-------- Material for this task

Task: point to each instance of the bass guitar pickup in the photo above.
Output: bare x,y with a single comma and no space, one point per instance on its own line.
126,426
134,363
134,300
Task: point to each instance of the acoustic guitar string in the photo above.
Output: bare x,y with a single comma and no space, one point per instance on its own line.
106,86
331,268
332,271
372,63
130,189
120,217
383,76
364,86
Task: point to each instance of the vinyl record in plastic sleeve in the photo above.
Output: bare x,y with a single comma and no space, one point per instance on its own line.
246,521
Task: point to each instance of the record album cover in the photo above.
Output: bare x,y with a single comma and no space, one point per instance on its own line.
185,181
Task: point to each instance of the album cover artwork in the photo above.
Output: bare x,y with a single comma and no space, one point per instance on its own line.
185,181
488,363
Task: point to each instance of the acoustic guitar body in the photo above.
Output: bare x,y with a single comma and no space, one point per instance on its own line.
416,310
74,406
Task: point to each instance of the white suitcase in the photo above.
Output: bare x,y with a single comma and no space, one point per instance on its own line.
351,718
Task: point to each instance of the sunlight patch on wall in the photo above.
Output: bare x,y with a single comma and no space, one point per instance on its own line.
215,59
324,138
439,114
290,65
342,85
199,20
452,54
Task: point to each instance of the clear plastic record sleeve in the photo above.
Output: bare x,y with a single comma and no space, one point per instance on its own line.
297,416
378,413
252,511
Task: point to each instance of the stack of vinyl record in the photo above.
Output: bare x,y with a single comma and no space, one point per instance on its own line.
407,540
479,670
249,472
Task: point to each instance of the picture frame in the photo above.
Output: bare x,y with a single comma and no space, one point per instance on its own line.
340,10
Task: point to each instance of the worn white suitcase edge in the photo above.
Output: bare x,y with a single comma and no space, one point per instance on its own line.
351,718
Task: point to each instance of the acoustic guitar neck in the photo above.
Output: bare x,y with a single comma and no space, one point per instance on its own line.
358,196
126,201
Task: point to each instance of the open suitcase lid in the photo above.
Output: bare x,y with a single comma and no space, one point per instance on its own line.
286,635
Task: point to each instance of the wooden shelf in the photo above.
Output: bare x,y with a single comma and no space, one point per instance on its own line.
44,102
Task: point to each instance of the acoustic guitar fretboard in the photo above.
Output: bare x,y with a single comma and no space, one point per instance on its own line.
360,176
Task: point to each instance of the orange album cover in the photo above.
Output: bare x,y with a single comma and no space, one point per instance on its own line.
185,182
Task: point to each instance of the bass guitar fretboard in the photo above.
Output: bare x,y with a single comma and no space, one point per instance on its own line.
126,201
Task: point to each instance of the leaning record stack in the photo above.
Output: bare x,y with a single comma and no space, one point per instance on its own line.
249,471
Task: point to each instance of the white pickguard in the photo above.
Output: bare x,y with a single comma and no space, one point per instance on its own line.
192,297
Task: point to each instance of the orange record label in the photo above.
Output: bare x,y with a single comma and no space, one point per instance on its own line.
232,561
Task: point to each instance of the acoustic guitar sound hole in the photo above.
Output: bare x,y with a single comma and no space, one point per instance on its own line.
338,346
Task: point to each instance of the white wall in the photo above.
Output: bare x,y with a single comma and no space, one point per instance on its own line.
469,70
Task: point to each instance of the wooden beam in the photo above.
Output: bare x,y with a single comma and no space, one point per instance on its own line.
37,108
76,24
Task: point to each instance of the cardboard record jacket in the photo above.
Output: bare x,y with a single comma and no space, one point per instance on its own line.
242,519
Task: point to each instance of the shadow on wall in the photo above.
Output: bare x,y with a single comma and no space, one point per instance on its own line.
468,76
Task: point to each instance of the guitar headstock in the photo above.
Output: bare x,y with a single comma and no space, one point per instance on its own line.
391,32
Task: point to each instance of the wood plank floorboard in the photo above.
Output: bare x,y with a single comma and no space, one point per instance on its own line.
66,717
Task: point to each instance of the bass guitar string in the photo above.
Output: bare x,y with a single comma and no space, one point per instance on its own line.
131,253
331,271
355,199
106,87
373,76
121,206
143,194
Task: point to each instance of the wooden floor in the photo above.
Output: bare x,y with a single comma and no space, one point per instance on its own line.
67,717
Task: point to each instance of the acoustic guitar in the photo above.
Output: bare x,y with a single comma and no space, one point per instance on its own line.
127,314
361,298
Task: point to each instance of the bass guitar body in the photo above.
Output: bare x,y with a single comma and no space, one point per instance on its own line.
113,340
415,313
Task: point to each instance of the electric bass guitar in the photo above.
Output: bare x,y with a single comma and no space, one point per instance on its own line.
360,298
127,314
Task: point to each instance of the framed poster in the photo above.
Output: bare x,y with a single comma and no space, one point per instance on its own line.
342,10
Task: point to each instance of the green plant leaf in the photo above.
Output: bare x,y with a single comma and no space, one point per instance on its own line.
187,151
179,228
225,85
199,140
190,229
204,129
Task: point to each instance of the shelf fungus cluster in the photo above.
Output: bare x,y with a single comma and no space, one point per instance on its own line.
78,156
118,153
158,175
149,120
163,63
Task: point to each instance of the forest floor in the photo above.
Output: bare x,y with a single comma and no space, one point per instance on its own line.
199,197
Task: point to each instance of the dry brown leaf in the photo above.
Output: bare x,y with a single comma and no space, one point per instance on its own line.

----------------

What you should do:
Set every line down again exactly. Begin with the first line of the entries and finish with the line containing "Task: point to each instance of the vinyl".

Your response:
Task: point to each instance of the bass guitar pickup in the photo above.
Output: bare x,y with a single comma and no space, one point per instance on its own line.
126,426
134,363
134,300
Task: point to each instance of the acoustic guitar string in the photo above.
Output: bare x,y with a single comma and no space, one point per instance on its own line.
106,86
331,268
332,271
372,63
130,189
120,217
383,76
364,86
Task: point to each instance of the vinyl record in plastic sleeve in the photo above.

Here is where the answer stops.